Excerpted passage ▸
Netronome offers a range of programmable Network Flow Processors, which deliver high-performance packet processing and are aimed at designers of communications equipment whose requirements extend beyond simple forwarding.
Many network processors and multicore CPUs lack L4-L7 programmability or cannot scale to 10Gbit/s and beyond. Netronome’s flow processors are powered by 40 programmable networking cores that deliver 2,000 instructions and 50 flow-operations-per-packet at 30 million packets-per-second, enabling 20Gbit/s of L2-L7 processing with line-rate security and I/O virtualization. This article describes the tool flow for the development of a high-end application using the processor.
Unified computing architectures (UCAs) bring together networking, computing, storage access and virtualization in systems that aim to streamline data center resources, scale service delivery, and reduce the number of devices within a system that require setup and management. They must deliver powerful packet processing (e.g., thousands of applied processing cycles per packet, and more than 30 million packets per second); high levels of integration (e.g., I/O virtualization, security and encryption); and ease of both implementation and use.

Information shown ▸
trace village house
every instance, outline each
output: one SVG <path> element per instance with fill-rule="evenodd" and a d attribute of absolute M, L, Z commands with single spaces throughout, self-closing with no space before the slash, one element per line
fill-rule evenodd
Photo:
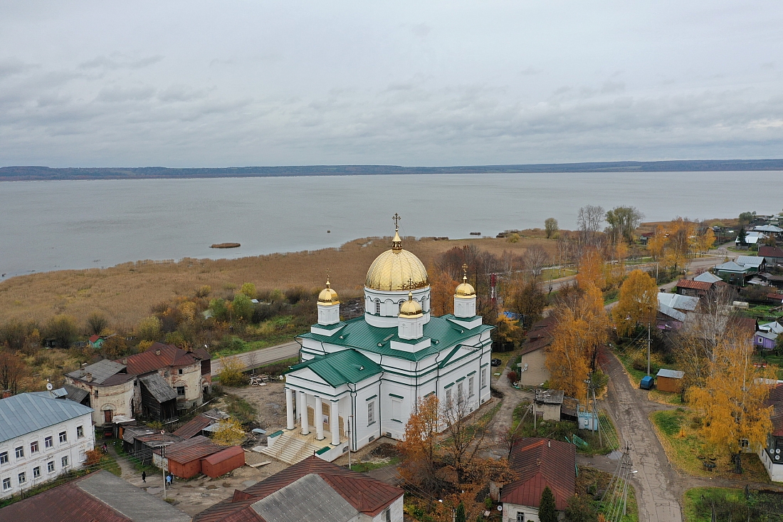
<path fill-rule="evenodd" d="M 190 522 L 190 516 L 103 469 L 0 509 L 0 522 Z"/>
<path fill-rule="evenodd" d="M 402 522 L 404 491 L 311 455 L 239 491 L 193 522 Z"/>
<path fill-rule="evenodd" d="M 200 405 L 211 386 L 207 350 L 188 351 L 160 343 L 142 353 L 105 359 L 65 374 L 68 398 L 91 407 L 99 426 L 136 415 L 171 420 L 178 409 Z"/>
<path fill-rule="evenodd" d="M 503 521 L 539 522 L 541 493 L 548 487 L 557 511 L 564 511 L 576 491 L 576 447 L 567 442 L 525 437 L 511 448 L 508 459 L 519 480 L 500 491 Z"/>
<path fill-rule="evenodd" d="M 0 498 L 81 468 L 95 447 L 92 410 L 55 391 L 0 400 Z"/>

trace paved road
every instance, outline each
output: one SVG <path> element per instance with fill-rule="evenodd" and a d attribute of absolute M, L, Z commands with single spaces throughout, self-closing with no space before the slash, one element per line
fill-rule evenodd
<path fill-rule="evenodd" d="M 681 522 L 679 477 L 648 417 L 666 407 L 648 401 L 646 391 L 631 386 L 613 353 L 604 350 L 601 355 L 601 366 L 611 377 L 605 407 L 617 426 L 621 445 L 630 444 L 633 469 L 639 472 L 633 475 L 633 486 L 640 522 Z"/>
<path fill-rule="evenodd" d="M 278 344 L 269 348 L 255 350 L 252 352 L 232 355 L 229 358 L 237 359 L 242 361 L 245 368 L 251 368 L 261 366 L 262 364 L 277 362 L 278 361 L 290 359 L 291 357 L 297 357 L 298 354 L 299 343 L 296 341 L 291 341 L 290 343 Z M 211 374 L 213 375 L 219 372 L 222 368 L 223 365 L 220 364 L 220 359 L 212 359 Z"/>

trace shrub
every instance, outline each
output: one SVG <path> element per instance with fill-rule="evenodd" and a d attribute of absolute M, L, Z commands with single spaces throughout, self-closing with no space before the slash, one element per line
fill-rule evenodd
<path fill-rule="evenodd" d="M 220 363 L 223 365 L 218 373 L 221 384 L 225 386 L 241 386 L 247 384 L 247 377 L 242 372 L 244 367 L 238 359 L 220 357 Z"/>

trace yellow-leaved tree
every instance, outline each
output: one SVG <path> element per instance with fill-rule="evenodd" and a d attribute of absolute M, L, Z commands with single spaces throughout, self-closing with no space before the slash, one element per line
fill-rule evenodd
<path fill-rule="evenodd" d="M 219 446 L 236 446 L 245 438 L 244 430 L 240 422 L 229 418 L 218 422 L 218 428 L 212 435 L 212 442 Z"/>
<path fill-rule="evenodd" d="M 742 447 L 747 444 L 756 451 L 772 428 L 771 408 L 764 403 L 777 369 L 756 367 L 753 354 L 750 339 L 721 338 L 708 364 L 704 386 L 689 390 L 694 407 L 704 413 L 705 437 L 716 449 L 733 455 L 738 471 L 742 469 Z"/>
<path fill-rule="evenodd" d="M 620 286 L 619 299 L 612 310 L 619 335 L 627 335 L 639 324 L 651 324 L 658 310 L 655 280 L 640 270 L 628 274 Z"/>
<path fill-rule="evenodd" d="M 550 387 L 584 401 L 587 393 L 584 381 L 594 367 L 598 347 L 608 337 L 603 294 L 589 285 L 578 298 L 561 303 L 556 314 L 557 324 L 547 350 Z"/>

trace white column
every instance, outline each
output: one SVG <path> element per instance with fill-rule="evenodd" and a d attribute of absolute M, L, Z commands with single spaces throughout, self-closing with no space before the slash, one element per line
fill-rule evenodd
<path fill-rule="evenodd" d="M 294 390 L 286 388 L 286 429 L 294 429 Z"/>
<path fill-rule="evenodd" d="M 319 440 L 323 440 L 323 414 L 321 410 L 321 397 L 316 397 L 316 414 L 313 415 L 316 421 L 316 438 Z"/>
<path fill-rule="evenodd" d="M 307 393 L 303 391 L 299 394 L 299 411 L 301 415 L 301 434 L 309 435 L 310 433 L 310 426 L 307 422 Z"/>
<path fill-rule="evenodd" d="M 329 426 L 332 429 L 332 445 L 340 444 L 340 417 L 337 413 L 337 401 L 332 401 L 331 411 L 329 412 Z"/>

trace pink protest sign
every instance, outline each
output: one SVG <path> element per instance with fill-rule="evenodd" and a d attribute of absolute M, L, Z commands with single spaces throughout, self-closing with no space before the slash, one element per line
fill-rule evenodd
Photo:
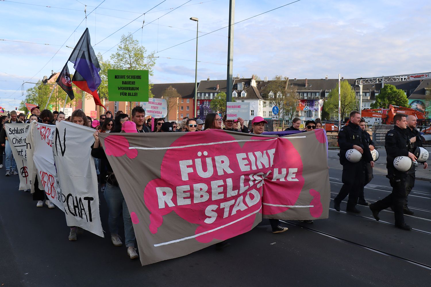
<path fill-rule="evenodd" d="M 247 232 L 262 217 L 327 218 L 322 132 L 283 138 L 213 130 L 100 134 L 134 223 L 142 264 Z"/>

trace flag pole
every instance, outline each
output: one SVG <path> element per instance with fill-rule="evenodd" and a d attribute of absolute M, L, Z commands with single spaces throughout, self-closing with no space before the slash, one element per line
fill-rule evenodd
<path fill-rule="evenodd" d="M 54 90 L 55 89 L 55 87 L 56 86 L 57 86 L 57 85 L 58 84 L 58 83 L 56 82 L 55 85 L 54 85 L 54 87 L 53 88 L 53 90 L 51 91 L 51 93 L 50 94 L 50 97 L 48 98 L 48 102 L 47 102 L 47 104 L 45 106 L 44 109 L 46 110 L 47 108 L 48 107 L 48 104 L 50 103 L 50 101 L 51 100 L 51 96 L 53 95 L 53 93 L 54 92 Z"/>

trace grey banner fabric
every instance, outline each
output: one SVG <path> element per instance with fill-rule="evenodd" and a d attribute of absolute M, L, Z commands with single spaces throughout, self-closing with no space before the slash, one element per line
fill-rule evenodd
<path fill-rule="evenodd" d="M 278 138 L 221 130 L 100 133 L 143 265 L 250 231 L 262 217 L 328 216 L 322 130 Z"/>

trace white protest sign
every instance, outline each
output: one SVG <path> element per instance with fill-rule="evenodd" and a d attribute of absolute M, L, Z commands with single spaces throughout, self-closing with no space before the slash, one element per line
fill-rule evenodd
<path fill-rule="evenodd" d="M 53 139 L 66 221 L 103 237 L 99 210 L 97 177 L 91 145 L 94 130 L 65 120 L 57 123 Z"/>
<path fill-rule="evenodd" d="M 29 123 L 6 123 L 5 130 L 19 175 L 19 189 L 30 189 L 27 169 L 27 136 Z"/>
<path fill-rule="evenodd" d="M 146 116 L 154 117 L 164 117 L 168 115 L 166 100 L 164 99 L 150 98 L 148 102 L 142 102 Z"/>
<path fill-rule="evenodd" d="M 257 112 L 257 111 L 256 111 Z M 226 119 L 236 120 L 241 117 L 243 120 L 250 120 L 250 103 L 228 102 L 226 103 Z"/>
<path fill-rule="evenodd" d="M 64 113 L 64 115 L 66 117 L 67 119 L 68 117 L 70 117 L 72 115 L 72 111 L 73 111 L 73 109 L 72 108 L 60 108 L 60 111 L 62 111 Z"/>
<path fill-rule="evenodd" d="M 45 191 L 48 198 L 64 211 L 64 196 L 62 193 L 57 176 L 53 154 L 53 137 L 55 126 L 33 122 L 27 137 L 28 163 L 31 167 L 31 192 L 34 192 L 34 180 L 37 176 L 37 185 Z"/>

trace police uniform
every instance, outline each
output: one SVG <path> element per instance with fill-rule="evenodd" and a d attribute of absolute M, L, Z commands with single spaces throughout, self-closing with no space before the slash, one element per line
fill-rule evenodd
<path fill-rule="evenodd" d="M 367 145 L 369 147 L 369 146 L 372 145 L 373 146 L 375 146 L 374 144 L 374 142 L 373 140 L 371 139 L 371 137 L 370 136 L 370 134 L 368 133 L 365 130 L 362 130 L 362 133 L 364 133 L 364 136 L 365 136 L 365 140 L 367 142 Z M 371 164 L 369 162 L 365 162 L 364 161 L 364 169 L 363 169 L 363 175 L 364 175 L 364 185 L 362 186 L 362 188 L 361 189 L 360 193 L 359 194 L 359 199 L 358 201 L 358 204 L 361 205 L 365 205 L 365 206 L 368 206 L 369 204 L 365 200 L 365 195 L 364 194 L 364 186 L 365 186 L 367 184 L 370 183 L 371 180 L 373 179 L 373 168 L 371 167 Z"/>
<path fill-rule="evenodd" d="M 410 127 L 407 127 L 407 129 L 406 130 L 409 140 L 409 151 L 413 153 L 417 148 L 419 147 L 422 147 L 422 142 L 421 141 L 421 134 L 419 132 L 419 131 L 416 129 L 412 130 Z M 415 136 L 416 137 L 416 141 L 414 142 L 410 142 L 410 139 Z M 410 194 L 410 192 L 412 191 L 412 189 L 413 189 L 413 187 L 415 186 L 415 179 L 416 176 L 415 173 L 407 174 L 407 178 L 406 180 L 406 201 L 404 201 L 403 209 L 404 214 L 412 215 L 414 214 L 413 211 L 408 209 L 407 204 L 407 197 L 409 194 Z"/>
<path fill-rule="evenodd" d="M 406 198 L 406 183 L 407 172 L 397 170 L 394 166 L 394 160 L 397 157 L 409 155 L 409 136 L 406 130 L 394 126 L 386 133 L 384 148 L 387 154 L 386 157 L 386 168 L 389 182 L 392 187 L 392 193 L 375 203 L 370 204 L 373 216 L 378 220 L 378 213 L 389 207 L 392 207 L 395 213 L 395 225 L 402 229 L 409 230 L 411 228 L 404 221 L 403 209 Z"/>
<path fill-rule="evenodd" d="M 359 126 L 350 123 L 341 128 L 338 133 L 338 145 L 340 146 L 340 162 L 343 165 L 341 179 L 343 186 L 334 200 L 334 207 L 340 210 L 340 204 L 349 195 L 346 210 L 355 213 L 360 211 L 355 206 L 358 203 L 361 190 L 364 186 L 363 174 L 364 162 L 372 160 L 371 153 L 367 143 L 365 136 Z M 346 158 L 346 152 L 353 148 L 354 145 L 361 147 L 363 150 L 362 159 L 357 163 L 349 161 Z M 358 175 L 361 175 L 358 176 Z"/>

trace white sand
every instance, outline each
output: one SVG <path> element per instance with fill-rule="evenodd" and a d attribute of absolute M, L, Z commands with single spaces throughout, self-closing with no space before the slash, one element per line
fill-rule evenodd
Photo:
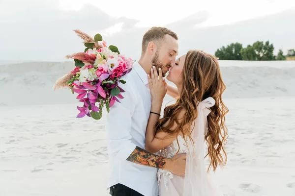
<path fill-rule="evenodd" d="M 220 64 L 230 138 L 215 177 L 225 196 L 295 196 L 295 61 Z M 52 91 L 71 66 L 0 66 L 0 196 L 109 195 L 103 119 L 76 119 L 76 96 Z"/>

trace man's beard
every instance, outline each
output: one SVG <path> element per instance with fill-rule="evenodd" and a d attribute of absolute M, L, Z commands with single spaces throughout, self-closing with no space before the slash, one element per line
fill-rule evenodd
<path fill-rule="evenodd" d="M 152 66 L 155 66 L 156 69 L 157 69 L 157 72 L 158 73 L 158 74 L 159 74 L 159 68 L 161 68 L 162 69 L 162 74 L 163 74 L 163 77 L 165 77 L 166 75 L 166 72 L 164 72 L 164 69 L 166 68 L 166 66 L 170 66 L 170 64 L 164 65 L 163 63 L 161 63 L 159 59 L 159 51 L 156 51 L 156 53 L 155 54 L 155 56 L 152 58 L 151 60 L 151 65 Z"/>

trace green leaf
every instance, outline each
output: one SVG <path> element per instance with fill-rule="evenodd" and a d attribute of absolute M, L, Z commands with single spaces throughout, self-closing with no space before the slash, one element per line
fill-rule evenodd
<path fill-rule="evenodd" d="M 107 107 L 107 111 L 108 113 L 110 113 L 110 100 L 108 99 L 106 100 L 106 106 Z"/>
<path fill-rule="evenodd" d="M 109 47 L 109 49 L 114 52 L 117 52 L 118 54 L 120 54 L 120 52 L 118 48 L 115 46 L 111 45 Z"/>
<path fill-rule="evenodd" d="M 74 61 L 75 62 L 75 66 L 76 67 L 83 67 L 84 66 L 84 65 L 85 65 L 84 64 L 84 63 L 83 63 L 83 62 L 82 62 L 80 60 L 75 59 Z"/>
<path fill-rule="evenodd" d="M 110 81 L 104 81 L 103 82 L 102 82 L 102 84 L 107 84 L 107 83 L 115 84 L 115 81 L 114 80 L 110 80 Z"/>
<path fill-rule="evenodd" d="M 121 83 L 122 84 L 125 84 L 126 83 L 126 81 L 125 80 L 119 80 L 120 82 L 121 82 Z"/>
<path fill-rule="evenodd" d="M 94 36 L 94 41 L 97 42 L 100 41 L 102 41 L 102 36 L 99 33 L 97 33 Z"/>
<path fill-rule="evenodd" d="M 101 118 L 101 115 L 99 112 L 91 111 L 90 114 L 91 117 L 95 120 L 99 120 Z"/>
<path fill-rule="evenodd" d="M 120 89 L 117 86 L 112 89 L 111 91 L 111 95 L 112 96 L 117 96 L 120 94 Z"/>
<path fill-rule="evenodd" d="M 84 46 L 88 48 L 92 48 L 94 46 L 95 42 L 88 42 L 84 44 Z"/>

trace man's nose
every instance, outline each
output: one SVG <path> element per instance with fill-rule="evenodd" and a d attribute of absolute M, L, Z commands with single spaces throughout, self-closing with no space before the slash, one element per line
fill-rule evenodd
<path fill-rule="evenodd" d="M 170 63 L 170 67 L 171 67 L 171 68 L 173 68 L 173 67 L 174 67 L 174 66 L 175 65 L 175 61 L 171 62 L 171 63 Z"/>

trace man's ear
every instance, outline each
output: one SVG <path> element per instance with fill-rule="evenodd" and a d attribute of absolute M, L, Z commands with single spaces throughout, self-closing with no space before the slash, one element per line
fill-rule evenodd
<path fill-rule="evenodd" d="M 152 42 L 149 42 L 148 45 L 148 52 L 150 55 L 152 55 L 157 51 L 156 45 Z"/>

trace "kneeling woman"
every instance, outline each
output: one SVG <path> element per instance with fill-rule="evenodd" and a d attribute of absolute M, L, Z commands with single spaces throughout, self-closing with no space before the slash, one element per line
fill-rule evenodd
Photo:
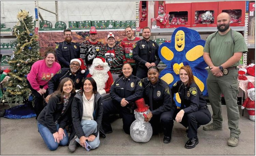
<path fill-rule="evenodd" d="M 147 114 L 147 119 L 145 119 L 145 121 L 149 121 L 152 125 L 154 134 L 158 132 L 161 123 L 164 129 L 163 143 L 168 143 L 171 139 L 173 125 L 172 114 L 176 106 L 172 102 L 168 84 L 159 79 L 159 69 L 156 66 L 152 66 L 148 69 L 147 78 L 141 80 L 144 88 L 145 102 L 149 105 L 151 111 Z"/>
<path fill-rule="evenodd" d="M 179 93 L 181 100 L 181 108 L 176 108 L 173 119 L 185 127 L 188 127 L 187 137 L 189 139 L 185 147 L 192 149 L 198 143 L 197 129 L 200 125 L 209 123 L 211 117 L 207 103 L 195 82 L 189 66 L 181 68 L 180 78 L 181 80 L 174 83 L 171 89 L 173 94 Z"/>
<path fill-rule="evenodd" d="M 100 142 L 99 131 L 103 112 L 101 96 L 97 92 L 96 82 L 92 78 L 86 78 L 83 84 L 82 89 L 75 96 L 71 106 L 73 128 L 68 149 L 72 152 L 76 147 L 76 137 L 83 147 L 86 145 L 86 141 L 91 149 L 98 147 Z"/>
<path fill-rule="evenodd" d="M 69 138 L 65 127 L 69 115 L 71 115 L 70 106 L 75 95 L 74 86 L 70 78 L 61 80 L 48 105 L 38 116 L 38 131 L 50 150 L 56 150 L 59 144 L 68 144 Z"/>

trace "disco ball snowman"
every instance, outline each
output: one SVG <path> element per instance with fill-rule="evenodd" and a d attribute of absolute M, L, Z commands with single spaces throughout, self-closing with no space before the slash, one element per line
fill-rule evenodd
<path fill-rule="evenodd" d="M 130 128 L 131 137 L 136 142 L 146 142 L 150 140 L 153 133 L 150 123 L 144 120 L 144 116 L 150 112 L 149 106 L 146 105 L 143 98 L 136 100 L 135 103 L 138 108 L 134 111 L 136 120 Z"/>

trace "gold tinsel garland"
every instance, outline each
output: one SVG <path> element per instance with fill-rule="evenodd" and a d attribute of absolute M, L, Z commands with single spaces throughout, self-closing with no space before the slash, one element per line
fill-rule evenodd
<path fill-rule="evenodd" d="M 22 10 L 21 11 L 19 12 L 18 13 L 18 15 L 17 15 L 17 18 L 18 18 L 19 20 L 18 21 L 17 24 L 16 24 L 16 26 L 17 27 L 19 26 L 19 25 L 20 24 L 20 21 L 22 21 L 24 24 L 24 26 L 25 27 L 25 28 L 26 28 L 26 29 L 27 30 L 27 32 L 28 33 L 28 34 L 29 34 L 30 33 L 29 30 L 28 30 L 28 28 L 27 28 L 26 25 L 26 24 L 25 24 L 25 22 L 24 22 L 24 19 L 25 19 L 26 17 L 27 16 L 28 16 L 28 12 L 24 10 Z M 14 29 L 14 34 L 17 37 L 18 37 L 18 38 L 19 38 L 19 37 L 18 37 L 18 36 L 17 36 L 17 34 L 16 34 L 16 29 L 17 28 L 16 28 Z"/>

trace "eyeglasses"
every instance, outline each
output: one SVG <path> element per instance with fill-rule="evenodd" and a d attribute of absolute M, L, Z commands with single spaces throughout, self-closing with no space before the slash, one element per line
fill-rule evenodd
<path fill-rule="evenodd" d="M 73 66 L 75 66 L 76 67 L 79 67 L 79 66 L 80 66 L 80 64 L 75 64 L 73 63 L 71 63 L 71 64 L 70 64 L 70 65 Z"/>

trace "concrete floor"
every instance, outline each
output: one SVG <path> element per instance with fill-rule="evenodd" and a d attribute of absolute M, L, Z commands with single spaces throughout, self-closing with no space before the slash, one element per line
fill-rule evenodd
<path fill-rule="evenodd" d="M 211 108 L 208 105 L 211 113 Z M 240 106 L 239 106 L 240 107 Z M 0 109 L 2 110 L 2 106 Z M 241 109 L 240 127 L 241 131 L 239 145 L 235 147 L 228 146 L 229 137 L 226 106 L 222 106 L 223 130 L 205 131 L 199 128 L 199 143 L 193 149 L 184 147 L 188 139 L 185 128 L 174 122 L 171 142 L 163 142 L 163 134 L 153 136 L 146 143 L 132 140 L 129 135 L 123 131 L 121 119 L 112 124 L 113 132 L 106 138 L 100 138 L 98 148 L 86 151 L 81 147 L 75 152 L 70 152 L 67 146 L 59 146 L 55 151 L 48 149 L 38 132 L 35 118 L 11 120 L 1 118 L 1 155 L 255 155 L 255 123 L 250 120 L 247 111 L 242 116 Z"/>

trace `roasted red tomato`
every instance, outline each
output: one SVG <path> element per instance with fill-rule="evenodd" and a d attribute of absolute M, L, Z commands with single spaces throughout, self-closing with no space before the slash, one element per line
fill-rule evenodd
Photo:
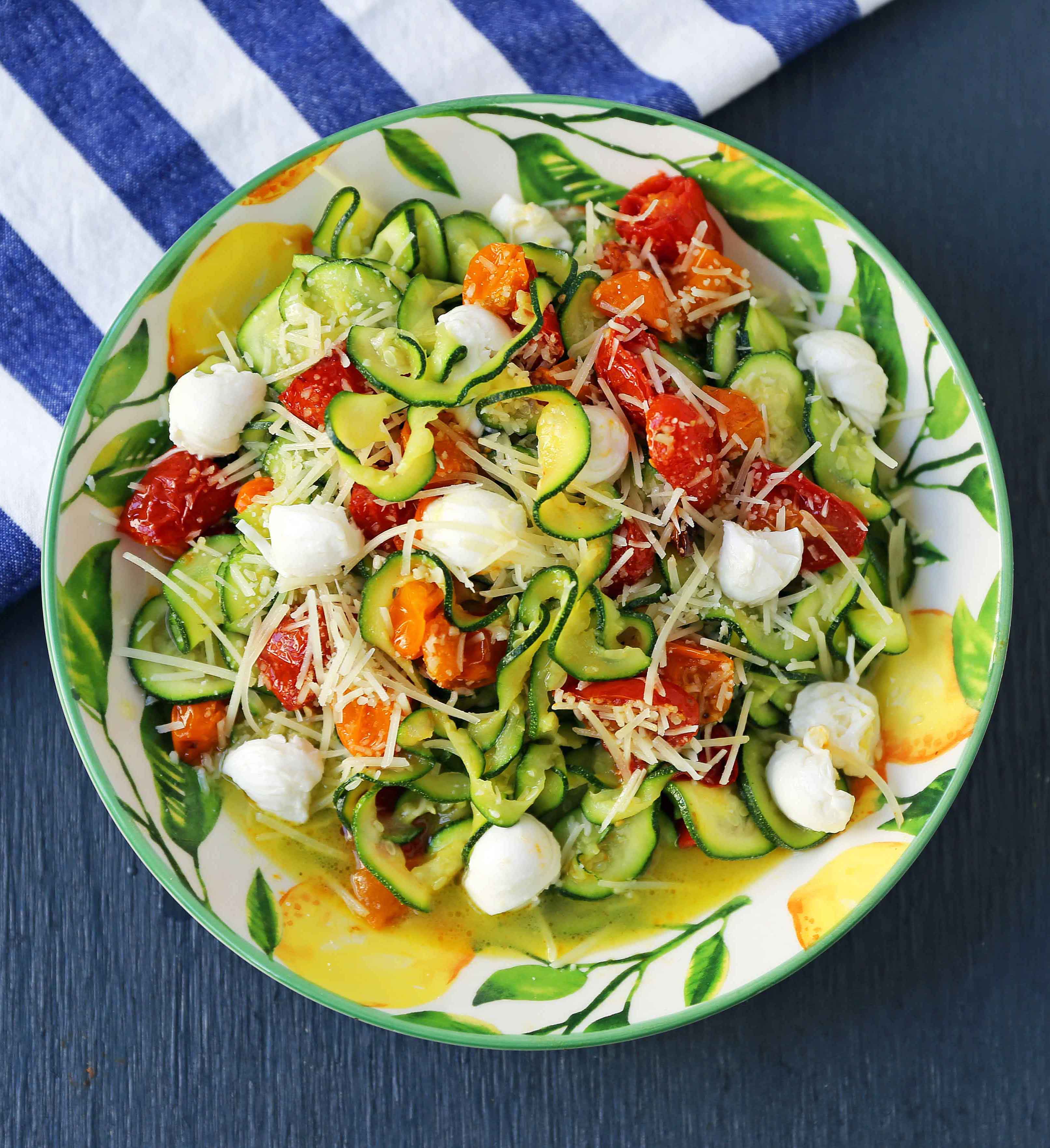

Instructions for the task ▸
In the passage on Netronome's flow processors, list everything that unified computing architectures are said to bring together. The entries aren't needed for this task.

Exercise answer ▸
- Networking
- Computing
- Storage access
- Virtualization